Short task:
Give the lines of the material from the one containing "target: black helmet" through the end as a numbered list, leaving out blank lines and pictures.
— start —
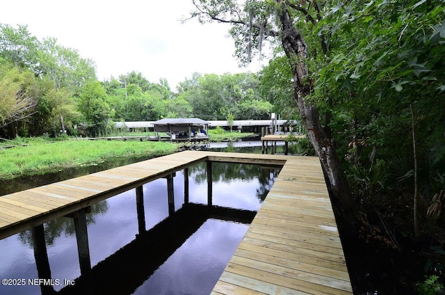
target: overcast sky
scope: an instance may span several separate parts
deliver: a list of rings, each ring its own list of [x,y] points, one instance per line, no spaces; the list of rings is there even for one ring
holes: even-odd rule
[[[151,82],[165,78],[175,90],[195,72],[258,70],[258,61],[238,67],[227,25],[181,24],[192,9],[190,0],[14,0],[2,1],[0,23],[27,25],[40,40],[76,49],[95,61],[101,81],[136,71]]]

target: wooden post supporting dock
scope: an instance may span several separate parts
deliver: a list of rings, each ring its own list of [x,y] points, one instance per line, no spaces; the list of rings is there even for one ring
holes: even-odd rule
[[[31,230],[34,248],[34,258],[37,266],[37,273],[39,278],[51,279],[51,269],[47,252],[47,244],[44,240],[44,229],[43,225],[37,225]],[[42,294],[54,294],[54,288],[51,285],[40,285]]]
[[[167,177],[167,193],[168,195],[168,216],[171,216],[175,214],[175,193],[173,187],[173,175]]]
[[[184,169],[184,203],[188,204],[188,167]]]
[[[261,127],[261,137],[266,135],[266,127]],[[264,154],[264,141],[261,141],[261,154]]]
[[[74,221],[81,274],[88,278],[91,275],[91,260],[90,260],[90,248],[88,247],[86,209],[79,210],[76,215]]]
[[[138,228],[139,230],[139,234],[141,234],[146,230],[144,191],[143,186],[136,187],[136,211],[138,212]]]
[[[211,161],[207,161],[207,205],[212,206],[212,175],[211,175]]]

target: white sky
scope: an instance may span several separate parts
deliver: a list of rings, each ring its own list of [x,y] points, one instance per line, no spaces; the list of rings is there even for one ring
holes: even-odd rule
[[[228,25],[178,20],[192,10],[190,0],[13,0],[0,5],[0,23],[27,25],[40,40],[76,49],[94,61],[100,81],[135,71],[150,82],[165,78],[175,90],[195,72],[259,70],[258,61],[238,68]]]

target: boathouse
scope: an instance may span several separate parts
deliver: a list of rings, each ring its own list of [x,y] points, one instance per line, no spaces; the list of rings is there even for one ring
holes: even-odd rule
[[[153,123],[154,133],[167,132],[172,140],[208,139],[209,122],[197,118],[165,118]]]

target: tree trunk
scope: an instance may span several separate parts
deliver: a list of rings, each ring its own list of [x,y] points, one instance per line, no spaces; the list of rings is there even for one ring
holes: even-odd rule
[[[307,96],[310,94],[311,86],[307,75],[306,42],[297,31],[285,2],[281,3],[280,19],[282,25],[282,42],[288,57],[293,76],[294,98],[298,106],[300,115],[307,131],[316,153],[320,158],[322,167],[328,181],[328,187],[333,205],[337,207],[340,218],[345,225],[353,226],[357,211],[350,189],[341,168],[340,159],[331,138],[326,134],[320,122],[318,111]]]
[[[413,204],[413,214],[414,214],[414,237],[418,239],[420,236],[420,230],[419,229],[419,221],[417,218],[417,199],[419,198],[419,176],[418,176],[418,167],[417,167],[417,148],[416,147],[416,131],[415,131],[415,116],[414,111],[412,108],[412,103],[410,104],[410,110],[411,111],[411,132],[412,134],[412,152],[414,161],[414,197]]]

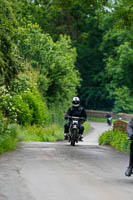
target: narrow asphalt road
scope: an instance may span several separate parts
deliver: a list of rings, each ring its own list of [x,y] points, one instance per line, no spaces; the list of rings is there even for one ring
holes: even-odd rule
[[[99,146],[109,127],[91,122],[84,142],[21,143],[0,156],[0,200],[132,200],[128,155]]]

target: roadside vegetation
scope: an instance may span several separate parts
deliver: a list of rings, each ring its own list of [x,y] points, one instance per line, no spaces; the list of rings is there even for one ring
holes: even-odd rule
[[[62,139],[73,96],[133,113],[132,21],[130,0],[1,0],[0,152]]]
[[[87,120],[94,121],[94,122],[104,122],[107,123],[106,118],[98,118],[98,117],[87,117]],[[116,119],[112,119],[112,123],[114,123]]]
[[[122,152],[129,152],[130,141],[127,134],[119,130],[109,130],[99,137],[100,145],[111,145]]]

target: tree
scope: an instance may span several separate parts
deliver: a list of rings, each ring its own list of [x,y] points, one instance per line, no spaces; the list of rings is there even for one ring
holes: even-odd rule
[[[75,69],[76,51],[70,38],[54,42],[38,25],[18,29],[21,55],[39,72],[38,87],[49,103],[65,105],[76,92],[79,73]]]
[[[13,43],[15,17],[10,2],[0,1],[0,84],[9,85],[21,70],[21,59],[17,46]]]

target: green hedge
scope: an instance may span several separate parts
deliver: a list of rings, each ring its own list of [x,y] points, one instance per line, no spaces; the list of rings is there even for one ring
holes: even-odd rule
[[[109,130],[99,137],[100,145],[111,145],[122,152],[129,152],[130,141],[127,134],[118,130]]]
[[[0,120],[0,154],[12,151],[17,146],[17,125]]]

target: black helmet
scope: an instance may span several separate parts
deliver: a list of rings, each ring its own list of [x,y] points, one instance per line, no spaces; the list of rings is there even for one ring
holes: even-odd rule
[[[80,99],[78,97],[73,97],[72,104],[74,107],[78,107],[80,104]]]

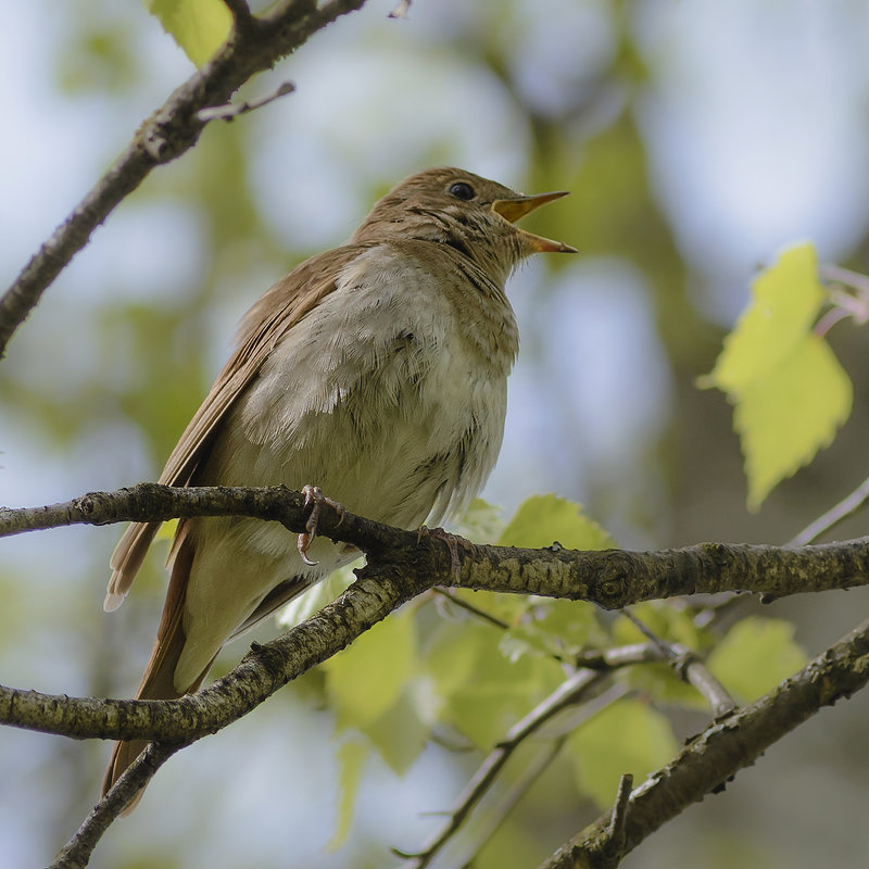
— end —
Output for this exercise:
1. target: black helmet
2. scope: an instance may span several separate parts
3. deliver: a list of rings, each ring its own list of [x,y] points, one instance per line, no spaces; the list of rings is there even for one ring
4. holes: even-odd rule
5. [[[80,99],[78,97],[73,97],[72,104],[74,107],[78,107],[80,104]]]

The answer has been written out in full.